* TO-DO LIST
• a. In the passage on definitions of shared mobility, how many models of shared mobility does the taxonomy by Machado et al. (2018) include?
• b. From the passage on definitions of shared mobility, copy the stretch from "Outside of academia, other" through "element of shared mobility." word for word.
• c. Summarize the passage on definitions of shared mobility in two sentences.

* SELECTED PASSAGE
* * *

From the literature reviewed, only three sets of authors proposed an explicit definition of the term: Shaheen et al. (2015, p. 4) define it as “the shared use of a vehicle, bicycle, or other mode”, while Santos (2018) and Machado, de Salles Hue, Berssaneti, and Quintanilha (2018) each proposed a taxonomy to delimit its boundaries. Santos’ taxonomy includes four models of shared mobility implementations (see Figure 3), while the one proposed by Machado et al. (2018) includes five: (1) carsharing, (2) personal vehicle sharing, (3) bikesharing, (4) ridesharing, and (5) on-demand ride services. Although all three definitions acknowledge that “shared use” is a central element of shared mobility, they don’t agree in the sharing of services as a part of the term, especially since the first two definitions have a marked focus on the sharing of vehicles, not sharing services. Additionally, Santos’ taxonomy exclusively focuses on cars or larger motorised vehicles – excluding other potential forms of shared mobility such as bicycles or e-scooters, which Shaheen et al. do consider in their definition. All three sets of authors also acknowledge the importance of technology, in particular mobile phones and the internet, as enablers of shared mobility.

Figure 3. A taxonomy of shared mobility models proposed by Santos (2018).

Outside of academia, other stakeholders have also delved into the topic of shared mobility and proposed their own definitions. The U.K. government for example, defines shared mobility as “models based on shared ownership or use of vehicles” that are “enabled by digital platforms” (Department for Transport, 2018). The US government has at least two different definitions used by agencies that have oversight over the transport sector: the Federal Transit Administration defines it as “shared transportation services” that include asset sharing, service sharing and even commercial delivery (US FTA, 2016); and, The Department of Transportation defines it as the shared use and access of vehicles (US DOT, 2016), but does not explicitly mention service sharing nor delivery. Unlike the U.K.’s definition, the US ones do not include shared ownership as an element of shared mobility.

Moreover, other types of organisations have also proposed their own definitions. The “Shared Used Mobility Center”, a public-interest organisation based in the U.S.A. dedicated to sustainable mobility, defines shared mobility as “transportation services and resources that are shared among users, either concurrently or one after another” (SUMC, n.d.). Under this definition, public transportation and taxicabs are forms of shared mobility, meaning that the ICT aspect is not essential to their understanding of the concept. After an effort of external consultations with academia, industry and governmental organisations as well as a literature review, SAE International published a standard called “Taxonomy and Definitions for Terms Related to Shared Mobility and Enabling Technologies”. Here, shared mobility is defined as “the shared use of a vehicle, motorcycle, scooter, bicycle, or other travel mode; (…) that provides users with short-term access to a travel mode on an as-needed basis” (SAE International, 2018, p. 7). Again, this definition does not explicitly mention the need for ICT, though the title of the standard implicitly acknowledges technology as an enabler of shared mobility (e.g. “shared mobility and enabling technologies”). As with most of the previous definitions, there is no explicit mention of sharing services, only sharing vehicles which also excludes the sharing of other mobility assets, such as parking spaces or bicycle corrals, which could be considered as shared mobility services if they are enabled by ICT. Other authors have identified examples of shared mobility implementations such as shared bicycles, airplanes, and more recently electric kick-scooters (e.g. Laporte et al., 2015; Raviv & Tzur, 2016; Shaheen, 2016). Yet, these studies do not provide definitions of shared mobility mainly due to their focus on specific topics within each of those modes (e.g. assessing sustainability implications of shared bicycles, operational aspects of carsharing, or social motivations for sharing modes).

* * *

* MATERIAL
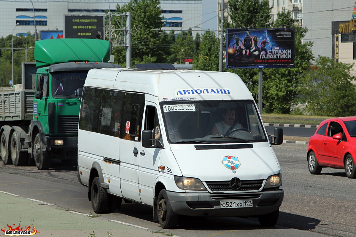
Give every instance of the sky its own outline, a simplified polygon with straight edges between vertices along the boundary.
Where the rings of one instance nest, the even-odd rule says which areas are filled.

* * *

* SOLUTION SET
• a. Five: carsharing, personal vehicle sharing, bikesharing, ridesharing, and on-demand ride services.

• b.
Outside of academia, other stakeholders have also delved into the topic of shared mobility and proposed their own definitions. The U.K. government for example, defines shared mobility as “models based on shared ownership or use of vehicles” that are “enabled by digital platforms” (Department for Transport, 2018). The US government has at least two different definitions used by agencies that have oversight over the transport sector: the Federal Transit Administration defines it as “shared transportation services” that include asset sharing, service sharing and even commercial delivery (US FTA, 2016); and, The Department of Transportation defines it as the shared use and access of vehicles (US DOT, 2016), but does not explicitly mention service sharing nor delivery. Unlike the U.K.’s definition, the US ones do not include shared ownership as an element of shared mobility.

• c. Academic authors, governments, and other organizations have proposed differing definitions of shared mobility. They agree that shared use is central, but they differ on whether services, shared ownership, non-car modes, and information and communication technology (ICT) belong to the concept, and most focus on sharing vehicles rather than services.